AUFGABEN
(a) Suche alle Zeilen heraus, in denen das Wort „street“ vorkommt, und schreibe sie unverändert ab.
(b) Schreibe den Text über die englische Ausgabe von Haasis' Buch über Georg Elser nach seinem letzten Satz weiter.

BEREITGESTELLTER AUSZUG
Aber Steine auf andere zu werfen, haben gerade wir Russen kein Recht. Denn bei uns sieht es nicht anders aus, auch keines der weiteren grundlegenden biografischen Werke von Haasis (Tod in Prag, Heydrich, 2002; Joseph Süß Oppenheimer, 1998) wurde bisher ins Russische übertragen. Warum? Verdient man daran zu wenig? Warum sollte Putin was dagegen haben?
Da waren bisher Asiaten heller und schneller. Das Heydrich-Buch mit dem gelungenen Attentat von Prag 1942 kam schon in Peking heraus, die Süß-Biografie in Tokyo. Beachtlich.
Wo auch immer man den amerikanischen Übersetzer William Odom prüft, fällt seine Übersetzung durch Überlegtheit und kreative Entsprechung auf. Odom hatte 1961 in Berlin an der Universität Deutsch zu studieren begonnen. - Dieses Jahr weckt in uns unangenehme Erinnerungen: Die Ostdeutschen bauten mit unserer Duldung, wenn nicht gar Unterstützung die verhängnisvolle Mauer auf, die Europas zerriss.
Wie von Odom zu erfahren ist, bemühte er sich seit Jahren, für seine im Entstehen befindliche Übersetzung einen amerikanischen oder englischen Verlag zu finden. Viele Versuche schlugen ihm fehl. Vor allem dem Übersetzer Odom ist es jetzt zu verdanken, dass der New Yorker Verlag Skyhorse endlich zugriff.
Ein Verlag mitten in Manhattan, erst 2006 gegründet, ein unabhängiger Versuch. Mit dem Verlagsprofil, auch nichtfiktionale Erzählungen herauszubringen. Dazu eignete sich hervorragend diese präzise und spannende Erzählung von Haasis über Elsers Leben, Tat und tragisches Ende.
Der Umschlagtitel endet mit einem klugen Abschnitt:
„Bombing Hitler is an incredible tale that takes you back to 1939 and recreates the steps that led Elser from the Munich beer hall, to his attempted escape across the Swiss border, and, sadly, to the concentration camp where his heroic life ended. Read for the first time the epic and tragic story of a man who stood up for what he knew was right, opposed the most powerful man in Germany, and came close to single-handedly ending the war.”
Respekt! Der Verlag wagt es, Georg Elser, den Beinahe-Verhinderer des Zweiten Weltkriegs, ohne Wenn und Aber als einen hoffnungsvollen Einzeltäter herauszustellen.

Einträge der Sammlung:
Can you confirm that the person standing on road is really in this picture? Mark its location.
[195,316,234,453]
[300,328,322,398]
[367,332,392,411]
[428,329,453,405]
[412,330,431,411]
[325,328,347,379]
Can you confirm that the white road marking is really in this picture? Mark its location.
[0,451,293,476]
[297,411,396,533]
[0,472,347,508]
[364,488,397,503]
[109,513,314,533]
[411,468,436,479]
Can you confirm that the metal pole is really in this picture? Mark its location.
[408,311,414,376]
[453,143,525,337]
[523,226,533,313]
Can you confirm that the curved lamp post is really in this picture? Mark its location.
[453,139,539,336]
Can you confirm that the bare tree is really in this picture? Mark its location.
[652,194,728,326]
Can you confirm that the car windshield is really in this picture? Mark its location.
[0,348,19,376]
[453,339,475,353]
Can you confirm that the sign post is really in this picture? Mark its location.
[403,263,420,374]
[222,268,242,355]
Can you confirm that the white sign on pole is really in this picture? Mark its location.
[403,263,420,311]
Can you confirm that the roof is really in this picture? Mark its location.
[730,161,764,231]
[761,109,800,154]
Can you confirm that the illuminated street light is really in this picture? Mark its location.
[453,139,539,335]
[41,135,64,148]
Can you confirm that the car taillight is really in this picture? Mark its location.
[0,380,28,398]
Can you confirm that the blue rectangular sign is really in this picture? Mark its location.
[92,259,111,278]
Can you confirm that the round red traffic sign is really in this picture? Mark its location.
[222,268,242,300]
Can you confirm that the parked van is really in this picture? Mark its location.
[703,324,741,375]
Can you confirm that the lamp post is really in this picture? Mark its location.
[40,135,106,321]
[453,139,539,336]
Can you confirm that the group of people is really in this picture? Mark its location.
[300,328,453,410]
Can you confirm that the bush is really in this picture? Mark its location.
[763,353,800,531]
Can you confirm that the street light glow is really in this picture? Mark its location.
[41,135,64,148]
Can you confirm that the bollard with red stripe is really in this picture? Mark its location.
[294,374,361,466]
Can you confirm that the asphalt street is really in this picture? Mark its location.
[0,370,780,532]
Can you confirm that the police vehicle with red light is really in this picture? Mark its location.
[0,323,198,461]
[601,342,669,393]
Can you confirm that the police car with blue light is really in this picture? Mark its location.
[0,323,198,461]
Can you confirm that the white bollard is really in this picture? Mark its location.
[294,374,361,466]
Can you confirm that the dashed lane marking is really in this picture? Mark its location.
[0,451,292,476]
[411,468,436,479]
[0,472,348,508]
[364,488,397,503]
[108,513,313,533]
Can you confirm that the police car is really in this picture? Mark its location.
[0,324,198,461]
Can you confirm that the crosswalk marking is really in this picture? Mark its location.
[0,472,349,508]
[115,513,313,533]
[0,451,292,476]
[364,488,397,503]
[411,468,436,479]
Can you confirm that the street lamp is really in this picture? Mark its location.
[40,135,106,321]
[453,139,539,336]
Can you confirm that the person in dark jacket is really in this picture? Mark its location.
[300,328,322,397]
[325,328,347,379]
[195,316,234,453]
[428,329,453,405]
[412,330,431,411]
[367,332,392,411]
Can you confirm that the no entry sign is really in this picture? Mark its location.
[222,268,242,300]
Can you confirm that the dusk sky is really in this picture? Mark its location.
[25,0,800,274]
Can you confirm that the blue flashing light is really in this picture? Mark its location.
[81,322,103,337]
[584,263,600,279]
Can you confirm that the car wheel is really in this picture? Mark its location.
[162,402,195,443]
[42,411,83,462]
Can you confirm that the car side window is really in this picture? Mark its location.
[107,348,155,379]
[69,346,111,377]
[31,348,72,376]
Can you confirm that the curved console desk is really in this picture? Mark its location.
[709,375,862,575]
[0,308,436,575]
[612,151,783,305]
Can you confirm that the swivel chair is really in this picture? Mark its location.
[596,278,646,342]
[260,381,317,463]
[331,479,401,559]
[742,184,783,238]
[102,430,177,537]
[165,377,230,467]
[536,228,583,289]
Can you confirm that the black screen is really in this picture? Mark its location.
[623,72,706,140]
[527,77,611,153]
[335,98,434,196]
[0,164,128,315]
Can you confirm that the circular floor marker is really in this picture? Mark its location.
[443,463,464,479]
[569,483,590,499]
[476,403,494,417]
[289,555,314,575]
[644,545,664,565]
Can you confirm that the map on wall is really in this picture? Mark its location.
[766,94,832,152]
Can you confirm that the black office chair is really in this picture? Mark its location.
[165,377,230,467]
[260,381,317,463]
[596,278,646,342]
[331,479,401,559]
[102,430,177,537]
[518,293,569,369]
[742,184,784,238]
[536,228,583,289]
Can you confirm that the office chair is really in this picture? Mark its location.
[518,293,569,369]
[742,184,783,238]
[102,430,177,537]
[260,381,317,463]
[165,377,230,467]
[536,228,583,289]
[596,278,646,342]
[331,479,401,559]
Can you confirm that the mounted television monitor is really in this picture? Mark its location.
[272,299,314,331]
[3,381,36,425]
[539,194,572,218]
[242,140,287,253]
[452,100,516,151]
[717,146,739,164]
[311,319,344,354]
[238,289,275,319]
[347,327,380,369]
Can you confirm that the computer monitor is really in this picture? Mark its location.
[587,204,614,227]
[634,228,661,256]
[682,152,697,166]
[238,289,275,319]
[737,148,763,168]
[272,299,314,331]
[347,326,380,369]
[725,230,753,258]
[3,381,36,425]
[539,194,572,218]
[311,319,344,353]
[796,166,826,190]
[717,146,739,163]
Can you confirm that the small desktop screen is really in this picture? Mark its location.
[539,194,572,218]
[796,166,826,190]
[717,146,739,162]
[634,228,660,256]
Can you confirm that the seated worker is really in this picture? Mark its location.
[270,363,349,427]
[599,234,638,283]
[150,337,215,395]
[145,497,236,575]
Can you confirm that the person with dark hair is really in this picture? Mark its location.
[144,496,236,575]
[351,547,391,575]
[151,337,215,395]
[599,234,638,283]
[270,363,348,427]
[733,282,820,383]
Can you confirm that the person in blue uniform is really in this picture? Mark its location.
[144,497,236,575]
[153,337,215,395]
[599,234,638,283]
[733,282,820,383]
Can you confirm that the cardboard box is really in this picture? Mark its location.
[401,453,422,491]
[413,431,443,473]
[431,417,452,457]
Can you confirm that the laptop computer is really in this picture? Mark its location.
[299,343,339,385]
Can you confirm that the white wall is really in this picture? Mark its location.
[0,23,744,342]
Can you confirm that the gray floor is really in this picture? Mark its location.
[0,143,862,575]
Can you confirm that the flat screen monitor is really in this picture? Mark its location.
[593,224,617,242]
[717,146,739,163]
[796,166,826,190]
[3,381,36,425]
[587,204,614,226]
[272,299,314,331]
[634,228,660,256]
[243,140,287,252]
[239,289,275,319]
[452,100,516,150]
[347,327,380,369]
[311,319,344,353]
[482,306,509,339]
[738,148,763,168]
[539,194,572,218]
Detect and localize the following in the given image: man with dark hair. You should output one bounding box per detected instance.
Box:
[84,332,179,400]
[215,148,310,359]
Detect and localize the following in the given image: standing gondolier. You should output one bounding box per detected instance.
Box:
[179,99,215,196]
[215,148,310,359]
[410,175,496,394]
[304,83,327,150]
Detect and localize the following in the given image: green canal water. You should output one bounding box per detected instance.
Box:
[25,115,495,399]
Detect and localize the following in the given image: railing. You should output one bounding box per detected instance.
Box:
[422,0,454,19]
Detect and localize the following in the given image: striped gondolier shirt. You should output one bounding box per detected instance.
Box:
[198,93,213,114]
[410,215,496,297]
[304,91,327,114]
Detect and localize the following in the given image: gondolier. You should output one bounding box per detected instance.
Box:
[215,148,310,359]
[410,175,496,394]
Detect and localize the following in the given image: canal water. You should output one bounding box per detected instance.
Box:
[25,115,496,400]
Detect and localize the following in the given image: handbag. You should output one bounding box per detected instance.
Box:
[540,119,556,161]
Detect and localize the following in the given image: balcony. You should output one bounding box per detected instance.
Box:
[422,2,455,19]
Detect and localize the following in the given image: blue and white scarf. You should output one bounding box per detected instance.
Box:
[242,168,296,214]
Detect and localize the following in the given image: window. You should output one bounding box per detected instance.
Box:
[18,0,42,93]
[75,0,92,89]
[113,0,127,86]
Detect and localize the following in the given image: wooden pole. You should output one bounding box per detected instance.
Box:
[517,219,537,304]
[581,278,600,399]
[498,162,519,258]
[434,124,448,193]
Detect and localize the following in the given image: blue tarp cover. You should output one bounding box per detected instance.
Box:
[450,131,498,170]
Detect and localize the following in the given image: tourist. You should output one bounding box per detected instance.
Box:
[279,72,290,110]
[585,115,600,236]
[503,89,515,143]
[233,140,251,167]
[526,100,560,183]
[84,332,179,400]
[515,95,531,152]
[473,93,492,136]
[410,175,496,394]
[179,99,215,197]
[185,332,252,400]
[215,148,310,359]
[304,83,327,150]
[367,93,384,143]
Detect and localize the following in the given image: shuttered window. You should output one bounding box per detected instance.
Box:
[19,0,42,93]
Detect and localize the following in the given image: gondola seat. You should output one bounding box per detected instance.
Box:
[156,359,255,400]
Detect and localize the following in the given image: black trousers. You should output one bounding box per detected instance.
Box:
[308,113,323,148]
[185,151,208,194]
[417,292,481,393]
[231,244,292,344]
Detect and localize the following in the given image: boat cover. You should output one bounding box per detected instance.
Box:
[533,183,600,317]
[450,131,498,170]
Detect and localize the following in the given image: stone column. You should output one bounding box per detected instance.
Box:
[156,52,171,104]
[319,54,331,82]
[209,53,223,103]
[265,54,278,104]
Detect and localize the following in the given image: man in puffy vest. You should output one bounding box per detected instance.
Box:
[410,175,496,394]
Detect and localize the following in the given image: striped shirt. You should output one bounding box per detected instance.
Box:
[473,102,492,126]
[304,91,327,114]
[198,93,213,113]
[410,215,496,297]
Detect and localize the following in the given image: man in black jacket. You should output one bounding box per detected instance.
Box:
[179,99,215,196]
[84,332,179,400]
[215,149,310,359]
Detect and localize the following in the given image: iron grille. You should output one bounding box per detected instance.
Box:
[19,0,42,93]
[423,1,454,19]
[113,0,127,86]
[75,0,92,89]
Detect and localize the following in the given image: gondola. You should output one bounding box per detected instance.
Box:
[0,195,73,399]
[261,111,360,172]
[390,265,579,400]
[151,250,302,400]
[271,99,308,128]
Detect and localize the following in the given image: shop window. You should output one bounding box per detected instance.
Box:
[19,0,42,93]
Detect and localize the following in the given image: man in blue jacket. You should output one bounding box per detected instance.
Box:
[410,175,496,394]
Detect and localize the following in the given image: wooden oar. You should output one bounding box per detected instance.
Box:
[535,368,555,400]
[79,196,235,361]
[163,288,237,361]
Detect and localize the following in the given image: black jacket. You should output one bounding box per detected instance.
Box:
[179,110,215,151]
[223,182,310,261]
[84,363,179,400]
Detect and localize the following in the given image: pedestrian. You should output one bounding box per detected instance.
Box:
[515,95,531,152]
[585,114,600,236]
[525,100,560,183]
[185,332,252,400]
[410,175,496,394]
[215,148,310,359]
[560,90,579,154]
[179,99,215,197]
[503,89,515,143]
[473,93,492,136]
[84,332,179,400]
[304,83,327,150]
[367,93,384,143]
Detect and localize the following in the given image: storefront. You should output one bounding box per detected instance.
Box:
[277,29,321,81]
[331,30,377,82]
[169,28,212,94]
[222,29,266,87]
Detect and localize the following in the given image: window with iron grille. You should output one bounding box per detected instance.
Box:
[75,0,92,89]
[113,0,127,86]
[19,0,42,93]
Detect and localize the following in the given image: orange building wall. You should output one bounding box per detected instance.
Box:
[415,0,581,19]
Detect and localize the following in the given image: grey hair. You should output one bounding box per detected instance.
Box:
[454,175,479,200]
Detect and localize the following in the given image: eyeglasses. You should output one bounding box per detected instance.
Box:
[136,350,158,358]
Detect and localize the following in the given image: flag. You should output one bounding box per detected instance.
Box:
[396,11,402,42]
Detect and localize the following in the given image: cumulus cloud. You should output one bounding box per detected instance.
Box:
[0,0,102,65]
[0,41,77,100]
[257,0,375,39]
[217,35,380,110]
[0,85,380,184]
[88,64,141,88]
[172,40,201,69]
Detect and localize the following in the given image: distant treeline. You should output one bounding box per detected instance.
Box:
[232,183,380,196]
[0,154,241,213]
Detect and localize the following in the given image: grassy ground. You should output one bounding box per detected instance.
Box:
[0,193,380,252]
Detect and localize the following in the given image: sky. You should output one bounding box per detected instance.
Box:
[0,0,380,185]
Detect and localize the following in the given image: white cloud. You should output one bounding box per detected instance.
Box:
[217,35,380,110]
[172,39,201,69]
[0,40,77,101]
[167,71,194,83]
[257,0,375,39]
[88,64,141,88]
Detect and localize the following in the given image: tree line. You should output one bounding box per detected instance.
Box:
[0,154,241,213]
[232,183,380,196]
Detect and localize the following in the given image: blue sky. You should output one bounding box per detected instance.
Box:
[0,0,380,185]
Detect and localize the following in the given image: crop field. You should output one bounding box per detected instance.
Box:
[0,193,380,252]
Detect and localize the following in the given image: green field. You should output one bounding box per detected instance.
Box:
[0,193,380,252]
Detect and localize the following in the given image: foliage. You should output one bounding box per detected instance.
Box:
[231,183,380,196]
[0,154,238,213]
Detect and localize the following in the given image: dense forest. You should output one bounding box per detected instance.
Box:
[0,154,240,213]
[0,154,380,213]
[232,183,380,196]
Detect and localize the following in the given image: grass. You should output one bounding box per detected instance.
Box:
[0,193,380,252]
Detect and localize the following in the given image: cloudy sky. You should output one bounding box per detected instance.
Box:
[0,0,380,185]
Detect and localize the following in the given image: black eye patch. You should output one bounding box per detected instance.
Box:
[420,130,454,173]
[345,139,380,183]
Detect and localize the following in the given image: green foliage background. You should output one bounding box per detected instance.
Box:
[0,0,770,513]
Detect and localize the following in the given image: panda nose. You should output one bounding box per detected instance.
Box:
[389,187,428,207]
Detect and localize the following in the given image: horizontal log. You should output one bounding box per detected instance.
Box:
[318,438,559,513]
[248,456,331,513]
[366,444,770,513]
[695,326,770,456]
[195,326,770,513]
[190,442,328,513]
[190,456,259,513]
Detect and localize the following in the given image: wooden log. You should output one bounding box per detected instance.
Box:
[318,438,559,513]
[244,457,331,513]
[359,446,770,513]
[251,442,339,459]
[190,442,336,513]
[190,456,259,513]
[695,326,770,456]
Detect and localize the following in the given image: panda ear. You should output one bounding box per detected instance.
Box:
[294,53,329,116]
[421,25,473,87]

ERWARTETE ANTWORTEN
(a)
Can you confirm that the illuminated street light is really in this picture? Mark its location.
Can you confirm that the street light glow is really in this picture? Mark its location.
Can you confirm that the asphalt street is really in this picture? Mark its location.
Can you confirm that the street lamp is really in this picture? Mark its location.

(b)
Sein heroic life – das wird man in Moskau noch lange nicht sagen dürfen. Als heroisch gelten bei uns die Soldaten Stalins, die zu Millionen starben. Und für wen?
Sehr erfreulich, dass Übersetzer und Verlag keine Konzessionen gemacht haben an den Unterhaltungs- und Kitschbedarf mancher Leser. Ich finde es erfreulich, dass ein New Yorker Verlag jede genannte Person dieser dramatischen Geschichte und jede aufgeführte Stadt und Straße, kurz jedes historische Detail wortgetreu übernommen hat.
Da täten sich die russischen Leser sehr schwer. Diese Genauigkeit von Odom mag darin gründen, dass unsere einst so weit entfernten Länder einander näher gerückt sind. Nicht nur die KZ-Lager sind uns heute näher, sondern auch die Stadt Konstanz am Bodensee, wo Elser in die Schweiz flüchten wollte – und leider scheiterte. In meinen jüngeren Jahren hätte ich weder das Original von Haasis zu sehen bekommen noch viel weniger die amerikanische Übersetzung.
Erfreulich, dass viele Fotos aus der Erstauflage übernommen wurden, selbst die Fingerabdrücke auf Elsers Münchner Gestapo-Akte.
Sehr interessant, wie viele deutsche Worte der Übersetzer im Wortlaut übernommen und kursiv gesetzt hat: Alte Kämpfer, Reichskriminaldirektor, Sieg Heil, Dolchstoßlegende, Götterdämmerung, Höllenmaschine, Blutfahne, Abwehr - aber auch Schadenfreude, Lederhose und Wochenschau.
Schade, dass das Englische keine Entsprechung für das Wort Attentat kennt. Odom musste sich mit assassination behelfen, was nur Tötung, Ermordung bedeutet, aber nicht einen berechtigten Angriff auf eine verhasste Herrscherperson meint.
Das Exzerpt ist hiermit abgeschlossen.